→ **Document text**
Paul:  Yeah, yeah. No. I mean, it's absolutely fair. I agree. Like uh you know generally speaking, like why would you create your own language? There, there are countless other languages out there. And uh so you know so basically, like one option is we just go with SQL. Right? Well, one, creating an actual SQL-compliant SQL is really, really hard. It's a lot of work. Two, SQL isn't turing complete. It's actually not a programming language. It's a declarative scripting language.


Paul:  Now, Microsoft's version of SQL has extensions that makes it turing complete. Uh Oracle's version of SQL has the same so... But then, again, like you're not using standards-compliant SQL, and really like even when you get down to it, every single major database has differences between what their versions of SQL are. So you know there's a standard, which is the lowest common denominator, and then when you get into more powerful query functionality, you end up getting into the specific database implementation.


Paul:  And as you mentioned, like there's so many tools that have their own languages. Basically, like I think any analytics tool in existence, whether it's log analytics, user analytics, business intelligence, marketing analytics, they all have their own custom query languages, uh and that hasn't, certainly hasn't stopped them from becoming popular, but let me speak to uh one thing about our specific journey to Flux that I think is relevant, which is you know in 2013, I created InfluxDB with this language, this query language that looked like SQL, but it wasn't actually SQL. It was different in ways that are actually frustrating if you're a SQL expert and you try to use it. Um but at the time, like tons of people picked it up because you know most people actually aren't writing SQL day-to-day. They are using their ORM.


Paul:  Now, I personally had a viewpoint probably in the fall of 2014 that the SQL style of writing queries was maybe not the best way to work with time series data, which I basically viewed as just like ordered streams of data coming through. And I thought a functional style language would actually be the better, the better way to represent the query style.


Paul:  Now, I wouldn't make... I was too afraid to make that change at the time, but when we introduced our processing agent capacitor, which is there for like background ETL and monitoring, alerting, and real-time processing, uh when we introduced that in September of 2015, it had a language that was more functional in nature, so we we again like made the foolish mistake of creating a language, and we actually made not just that mistake, but the other mistake, which is we created a platform that now had two separate languages that were custom. One for interactive querying and one for background processing.


Paul:  Um and uh the language itself called TICKscript actually looks like nothing else that uh you've probably ever seen. It's very, very strange. Um but over the last... Was it three and a half, four years? Uh a surprising number of people have actually adopted it, and a surprising number of people have written very complex TICKscripts despite very serious gaps in the functionality they should provide as a language uh and some gaps in what I call like developer ergonomics, which is the experience of actually writing code in it, and developing and testing things.

→ **Exercise instructions**
According to the transcript above, in what month and year was the processing agent Capacitor introduced?

→ **Supplied data**
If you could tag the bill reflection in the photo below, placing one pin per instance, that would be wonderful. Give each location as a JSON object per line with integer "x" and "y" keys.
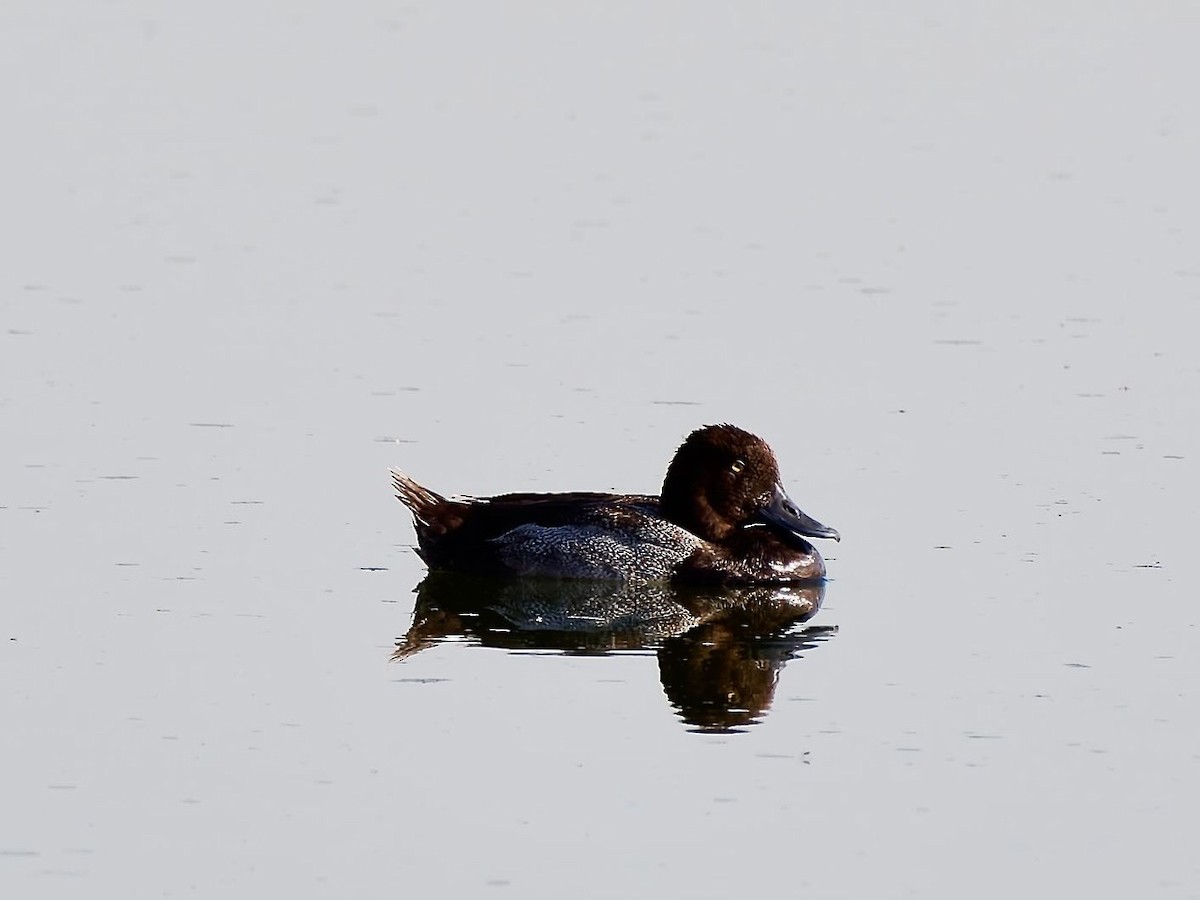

→ **Answer below**
September 2015.